[[ DATA PROVIDED, beginning ]]

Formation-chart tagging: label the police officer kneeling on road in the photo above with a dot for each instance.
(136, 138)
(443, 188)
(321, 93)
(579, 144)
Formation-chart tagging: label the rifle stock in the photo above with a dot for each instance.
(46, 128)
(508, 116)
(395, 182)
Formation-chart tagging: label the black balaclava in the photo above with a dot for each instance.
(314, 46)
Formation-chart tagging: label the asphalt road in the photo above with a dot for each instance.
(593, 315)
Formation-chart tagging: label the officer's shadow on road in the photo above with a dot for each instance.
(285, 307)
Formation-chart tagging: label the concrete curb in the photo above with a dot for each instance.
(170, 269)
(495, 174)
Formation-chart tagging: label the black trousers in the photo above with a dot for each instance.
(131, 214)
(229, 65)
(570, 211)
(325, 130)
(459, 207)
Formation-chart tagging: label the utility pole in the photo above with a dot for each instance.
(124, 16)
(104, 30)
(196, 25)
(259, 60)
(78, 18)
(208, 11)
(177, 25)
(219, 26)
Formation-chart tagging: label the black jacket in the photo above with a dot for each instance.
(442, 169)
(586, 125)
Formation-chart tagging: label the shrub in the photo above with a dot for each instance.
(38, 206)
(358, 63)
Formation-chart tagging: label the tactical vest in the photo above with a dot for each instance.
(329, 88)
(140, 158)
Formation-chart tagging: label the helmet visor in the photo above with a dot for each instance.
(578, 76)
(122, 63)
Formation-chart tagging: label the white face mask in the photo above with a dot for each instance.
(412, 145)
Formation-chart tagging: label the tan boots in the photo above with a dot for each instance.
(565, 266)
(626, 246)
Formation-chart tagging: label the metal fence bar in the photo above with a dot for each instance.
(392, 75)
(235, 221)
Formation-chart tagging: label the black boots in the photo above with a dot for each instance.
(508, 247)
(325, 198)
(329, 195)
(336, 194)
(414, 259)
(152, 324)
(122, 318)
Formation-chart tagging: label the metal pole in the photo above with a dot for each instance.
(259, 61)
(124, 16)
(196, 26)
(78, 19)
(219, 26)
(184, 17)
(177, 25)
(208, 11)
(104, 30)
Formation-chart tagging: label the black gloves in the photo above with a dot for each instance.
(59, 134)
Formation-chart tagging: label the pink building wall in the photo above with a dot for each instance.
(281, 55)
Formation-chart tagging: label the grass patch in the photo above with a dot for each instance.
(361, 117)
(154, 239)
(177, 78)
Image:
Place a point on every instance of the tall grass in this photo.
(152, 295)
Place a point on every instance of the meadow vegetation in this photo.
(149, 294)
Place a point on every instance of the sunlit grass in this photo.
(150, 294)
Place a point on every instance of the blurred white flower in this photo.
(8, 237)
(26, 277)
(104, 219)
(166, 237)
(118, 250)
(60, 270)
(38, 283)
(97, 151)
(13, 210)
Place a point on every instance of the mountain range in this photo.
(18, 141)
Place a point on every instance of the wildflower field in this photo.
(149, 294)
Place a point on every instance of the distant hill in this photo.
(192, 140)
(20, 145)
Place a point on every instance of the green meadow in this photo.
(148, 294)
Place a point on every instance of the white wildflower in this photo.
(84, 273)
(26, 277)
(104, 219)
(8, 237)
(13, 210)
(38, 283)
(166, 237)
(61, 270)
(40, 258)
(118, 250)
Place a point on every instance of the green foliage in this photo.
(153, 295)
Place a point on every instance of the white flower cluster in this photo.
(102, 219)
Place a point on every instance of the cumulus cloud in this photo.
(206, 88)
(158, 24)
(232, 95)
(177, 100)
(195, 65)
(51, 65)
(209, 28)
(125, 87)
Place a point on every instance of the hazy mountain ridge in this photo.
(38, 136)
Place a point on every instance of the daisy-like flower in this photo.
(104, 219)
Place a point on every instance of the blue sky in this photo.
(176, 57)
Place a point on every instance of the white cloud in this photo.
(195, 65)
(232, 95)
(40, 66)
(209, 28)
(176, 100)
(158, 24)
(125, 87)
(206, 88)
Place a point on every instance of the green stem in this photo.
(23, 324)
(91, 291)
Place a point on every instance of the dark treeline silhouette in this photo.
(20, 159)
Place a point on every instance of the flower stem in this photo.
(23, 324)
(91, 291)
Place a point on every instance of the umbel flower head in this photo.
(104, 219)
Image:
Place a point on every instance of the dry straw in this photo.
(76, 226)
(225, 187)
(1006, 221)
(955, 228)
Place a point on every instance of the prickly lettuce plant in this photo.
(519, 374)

[[ DATA PROVIDED, end ]]

TASK STATEMENT —
All of the entries above must be output word for word.

WRITTEN SOLUTION —
Formation-chart tagging: label the police officer kneeling on road in the photo above with a dot for each instance.
(136, 138)
(443, 188)
(321, 93)
(579, 144)
Formation-chart tagging: label the rifle stock in the photo above with a dot for each instance.
(46, 128)
(508, 116)
(395, 182)
Formation-chart tagging: label the black balaclava in the photo above with a dot for each instance.
(314, 46)
Formation-chart tagging: label the asphalt road in the photo above with a dot for each instance.
(593, 315)
Formation-chart tagging: label the officer's shadow on road in the photo above with a dot for each instance.
(285, 307)
Formation-chart tagging: label the concrete curb in the photo above with a dot for each instance.
(170, 269)
(495, 174)
Formation-chart tagging: label the black trousers in the photo above with a dot for each instance.
(131, 214)
(229, 65)
(570, 211)
(325, 130)
(459, 207)
Formation-chart tagging: label the utility pole in the photo above with a dot for each instance.
(124, 16)
(104, 30)
(196, 25)
(259, 60)
(78, 18)
(208, 11)
(177, 25)
(219, 26)
Formation-chart tagging: label the black jacket in the photo above with a dot for each instance.
(442, 169)
(586, 125)
Formation-chart tagging: label the shrub in the photo above with a dot for each instance.
(38, 206)
(358, 63)
Formation-chart tagging: label the tactical vest in the photo above with a dot for each instance.
(329, 88)
(140, 158)
Formation-chart tagging: label the helmet visor in the photo above with a dot for each instance.
(578, 76)
(122, 63)
Formation-chart tagging: label the white face mask in the photo above with a dot for each instance.
(412, 145)
Formation-chart tagging: label the tan boots in the photo above with a dot for each instance.
(565, 266)
(626, 246)
Formation-chart tagging: label the metal fence bar in the photo above with a dot for each instance.
(392, 75)
(235, 221)
Formation-chart tagging: label the black boots in the photo above with a dot for each instance.
(508, 247)
(325, 198)
(329, 195)
(336, 194)
(414, 259)
(152, 324)
(122, 318)
Formation-chart tagging: label the metal pole in the photo above with a dot for each instance.
(259, 61)
(124, 16)
(196, 26)
(78, 19)
(219, 26)
(184, 17)
(177, 25)
(208, 11)
(104, 30)
Formation-chart tagging: label the black gloves in the photo above with a dot for each instance.
(59, 134)
Formation-chart tagging: label the pink building wall in the photo above with a dot for each instance.
(281, 55)
Formation-chart tagging: label the grass patch in the photo above with a dot for each instance.
(361, 117)
(154, 239)
(177, 78)
Image:
Place a point on every instance of the tall grass in this photo.
(152, 295)
Place a point on every instance of the meadow vegetation in this photo.
(149, 294)
Place a point on every instance of the sunlit grass in this photo.
(150, 294)
Place a point on every instance of the blurred white flower in this photo.
(8, 237)
(26, 277)
(104, 219)
(166, 237)
(118, 250)
(60, 270)
(38, 283)
(97, 151)
(13, 210)
Place a point on every instance of the mountain range in this photo.
(18, 141)
Place a point on every instance of the wildflower field in this photo.
(149, 294)
Place a point on every instance of the distant hill in this photo.
(192, 140)
(20, 145)
Place a point on every instance of the green meadow in this photo.
(148, 294)
Place a point on every instance of the white wildflower in this photo.
(84, 273)
(26, 277)
(104, 219)
(8, 237)
(13, 210)
(38, 283)
(166, 237)
(61, 270)
(40, 258)
(118, 250)
Place a point on every instance of the green foliage in this photo.
(153, 295)
Place a point on every instance of the white flower cluster in this photo.
(102, 219)
Place a point on every instance of the cumulus cloud in this photo.
(206, 88)
(158, 24)
(232, 95)
(177, 100)
(195, 65)
(51, 65)
(209, 28)
(125, 87)
Place a point on every instance of the hazy mountain ridge in this photo.
(38, 136)
Place a point on every instance of the daisy-like flower in this photo.
(104, 219)
Place a point on every instance of the blue sky in this photo.
(176, 57)
Place a point on every instance of the white cloud in this photo.
(195, 65)
(232, 95)
(40, 66)
(209, 28)
(176, 100)
(158, 24)
(125, 87)
(206, 88)
Place a point on every instance of the green stem in this photo.
(23, 324)
(91, 291)
Place a point on every instance of the dark treeline silhouette in this photo.
(20, 159)
Place a point on every instance of the flower stem in this photo.
(23, 324)
(91, 291)
Place a point on every instance of the umbel flower head in this photo.
(104, 219)
Image:
Place a point on every instance of the dry straw in this photo.
(76, 226)
(225, 187)
(1006, 221)
(955, 228)
Place a point on every instance of the prickly lettuce plant in this photo.
(519, 374)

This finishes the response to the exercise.